▶ **AIM OF THE TASK**
Write out every entry, unchanged. Skip any picture.

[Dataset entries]

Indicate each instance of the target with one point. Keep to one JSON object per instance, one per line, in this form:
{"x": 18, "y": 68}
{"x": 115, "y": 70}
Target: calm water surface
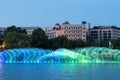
{"x": 59, "y": 71}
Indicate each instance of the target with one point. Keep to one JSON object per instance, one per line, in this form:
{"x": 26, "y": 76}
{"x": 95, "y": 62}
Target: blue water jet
{"x": 80, "y": 55}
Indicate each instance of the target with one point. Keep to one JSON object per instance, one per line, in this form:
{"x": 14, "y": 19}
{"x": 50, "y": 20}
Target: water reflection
{"x": 59, "y": 71}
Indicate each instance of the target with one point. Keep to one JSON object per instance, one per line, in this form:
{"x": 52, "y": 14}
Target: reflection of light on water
{"x": 84, "y": 55}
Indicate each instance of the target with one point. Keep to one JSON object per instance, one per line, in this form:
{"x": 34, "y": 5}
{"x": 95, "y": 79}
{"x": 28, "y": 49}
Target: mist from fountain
{"x": 80, "y": 55}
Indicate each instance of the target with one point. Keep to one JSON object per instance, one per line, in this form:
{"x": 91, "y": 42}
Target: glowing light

▶ **THE ANSWER**
Indicate each instance of the target with one point. Keep to one JSON object per instance, one per line, in this form:
{"x": 18, "y": 68}
{"x": 115, "y": 70}
Target: calm water surface
{"x": 59, "y": 71}
Indicate each instance of the target with one point. Keep to one JSON object per instance, one per line, in this form:
{"x": 26, "y": 76}
{"x": 95, "y": 62}
Target: blue water jet
{"x": 80, "y": 55}
Indicate each instance of the target with one point. Keep to one JSON object per instance, one per line, in this form:
{"x": 14, "y": 19}
{"x": 50, "y": 20}
Target: water reflection
{"x": 59, "y": 71}
Indicate each instance of the target with one point. Keep to one JSON object per instance, one per line, in this form:
{"x": 52, "y": 14}
Target: reflection of light on water
{"x": 84, "y": 55}
Indicate each instance of the target with one point. Keep to one JSON object per instance, one per line, in this form:
{"x": 34, "y": 5}
{"x": 95, "y": 79}
{"x": 28, "y": 49}
Target: mist from fountain
{"x": 80, "y": 55}
Indicate each instance of the target with one point. Keep to one JSON object per instance, one per line, in this form:
{"x": 91, "y": 42}
Target: glowing light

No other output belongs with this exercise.